*Work instructions*
[a] Decide whether each statement agrees with the contract excerpt below. Answer yes or no for each, and quote the deciding words of the excerpt exactly. (i) After the Executive's death, stock options held at termination keep vesting for six months. (ii) The Company pays severance compensation to the Executive's beneficiaries or estate upon death. (iii) Vested stock options remain exercisable for two years after the Executive's death.
[b] Reproduce the contract excerpt below word for word, everything from "5.3 NO USE OF" down to "other third party.".

*Excerpt to read*
+++++
5.3 NO USE OF PRIOR CONFIDENTIAL INFORMATION. Executive will not
intentionally disclose to the Company or use on its behalf any confidential
information belonging to any of his former employers or any other third party.
ARTICLE 6
TERMINATION
6.1 BY DEATH. The period of employment shall terminate automatically
upon the death of Executive. In such event, all stock options held by Executive
at the time of termination will continue to vest for a period of six (6) months
following termination. All stock options held by Executive that are vested at
the time of termination or within six (6) months thereafter will be exercisable
in accordance with their terms for a period of one year. In addition, the
Company shall pay to Executive's beneficiaries or his estate, as the case may
be, any accrued Base Salary, any bonus compensation to the extent earned, any
vested deferred compensation (other than pension plan or profit-sharing plan
benefits which will be paid in accordance with the applicable plan), any
benefits under any plans of the Company in which Executive is a participant to
the full extent of Executive's rights under such plans, any accrued vacation pay
and any appropriate business expenses incurred by Executive in connection with
his duties hereunder, all to the date of termination (collectively Accrued
Compensation), but no other compensation or reimbursement of any kind,
including, without limitation, severance compensation, and thereafter, the
Company's obligations hereunder shall terminate.
+++++
*Record set*
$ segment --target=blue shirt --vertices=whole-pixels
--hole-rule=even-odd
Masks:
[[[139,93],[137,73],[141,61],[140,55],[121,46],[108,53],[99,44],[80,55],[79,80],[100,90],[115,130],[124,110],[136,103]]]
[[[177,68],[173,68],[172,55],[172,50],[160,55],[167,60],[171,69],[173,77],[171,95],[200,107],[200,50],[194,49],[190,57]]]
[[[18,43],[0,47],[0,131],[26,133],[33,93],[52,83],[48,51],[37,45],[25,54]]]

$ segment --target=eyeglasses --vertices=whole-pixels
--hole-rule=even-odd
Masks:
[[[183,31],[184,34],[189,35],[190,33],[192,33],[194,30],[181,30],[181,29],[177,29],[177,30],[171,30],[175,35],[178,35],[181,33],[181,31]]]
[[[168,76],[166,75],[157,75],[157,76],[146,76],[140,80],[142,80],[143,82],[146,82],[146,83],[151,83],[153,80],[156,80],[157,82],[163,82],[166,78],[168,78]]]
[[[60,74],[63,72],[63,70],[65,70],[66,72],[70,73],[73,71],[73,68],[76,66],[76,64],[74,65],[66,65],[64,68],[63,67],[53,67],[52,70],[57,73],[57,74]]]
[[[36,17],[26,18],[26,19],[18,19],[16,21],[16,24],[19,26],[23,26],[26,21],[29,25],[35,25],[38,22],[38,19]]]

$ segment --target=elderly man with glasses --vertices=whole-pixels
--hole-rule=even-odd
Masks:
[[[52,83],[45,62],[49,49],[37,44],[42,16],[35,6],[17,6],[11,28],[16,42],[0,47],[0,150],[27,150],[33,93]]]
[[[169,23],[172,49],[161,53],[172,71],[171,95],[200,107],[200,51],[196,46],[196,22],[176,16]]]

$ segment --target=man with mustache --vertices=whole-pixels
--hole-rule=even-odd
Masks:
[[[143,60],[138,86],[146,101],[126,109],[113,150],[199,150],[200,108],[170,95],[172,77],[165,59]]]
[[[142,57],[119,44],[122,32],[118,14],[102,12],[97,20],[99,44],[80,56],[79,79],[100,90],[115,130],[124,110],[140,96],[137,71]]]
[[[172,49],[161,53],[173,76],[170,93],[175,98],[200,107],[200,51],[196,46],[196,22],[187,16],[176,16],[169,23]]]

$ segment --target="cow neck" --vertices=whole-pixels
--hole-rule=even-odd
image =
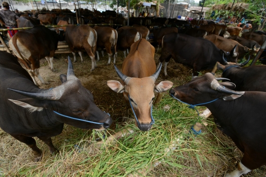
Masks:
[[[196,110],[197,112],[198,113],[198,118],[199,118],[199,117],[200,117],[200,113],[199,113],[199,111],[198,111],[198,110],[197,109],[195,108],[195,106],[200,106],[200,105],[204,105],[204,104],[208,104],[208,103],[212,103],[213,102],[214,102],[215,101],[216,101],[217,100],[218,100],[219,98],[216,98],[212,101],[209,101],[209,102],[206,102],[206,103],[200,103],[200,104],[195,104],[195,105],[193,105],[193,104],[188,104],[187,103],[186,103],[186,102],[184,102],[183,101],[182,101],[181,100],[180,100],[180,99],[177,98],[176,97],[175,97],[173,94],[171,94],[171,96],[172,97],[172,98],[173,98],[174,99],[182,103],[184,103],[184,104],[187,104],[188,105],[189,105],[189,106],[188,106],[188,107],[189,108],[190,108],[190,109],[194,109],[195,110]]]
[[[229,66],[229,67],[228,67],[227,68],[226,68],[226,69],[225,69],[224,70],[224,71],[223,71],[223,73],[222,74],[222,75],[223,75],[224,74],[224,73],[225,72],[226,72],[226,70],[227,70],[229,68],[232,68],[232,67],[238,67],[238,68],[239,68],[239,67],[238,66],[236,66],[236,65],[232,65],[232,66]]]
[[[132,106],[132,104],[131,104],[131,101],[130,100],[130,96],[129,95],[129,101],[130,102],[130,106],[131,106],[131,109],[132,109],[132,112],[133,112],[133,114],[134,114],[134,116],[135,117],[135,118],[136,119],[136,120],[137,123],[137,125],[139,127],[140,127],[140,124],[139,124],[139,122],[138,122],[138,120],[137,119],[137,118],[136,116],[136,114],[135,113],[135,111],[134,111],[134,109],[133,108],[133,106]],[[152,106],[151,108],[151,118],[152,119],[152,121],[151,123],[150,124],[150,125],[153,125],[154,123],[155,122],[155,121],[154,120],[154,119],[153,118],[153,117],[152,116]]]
+++++
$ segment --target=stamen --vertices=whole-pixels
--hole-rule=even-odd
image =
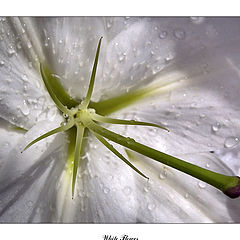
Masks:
+++++
*Task solutions*
[a]
(i) Yes: "all stock options held by Executive at the time of termination will continue to vest for a period of six (6) months following termination"
(ii) No: "but no other compensation or reimbursement of any kind, including, without limitation, severance compensation"
(iii) No: "will be exercisable in accordance with their terms for a period of one year"

[b]
5.3 NO USE OF PRIOR CONFIDENTIAL INFORMATION. Executive will not
intentionally disclose to the Company or use on its behalf any confidential
information belonging to any of his former employers or any other third party.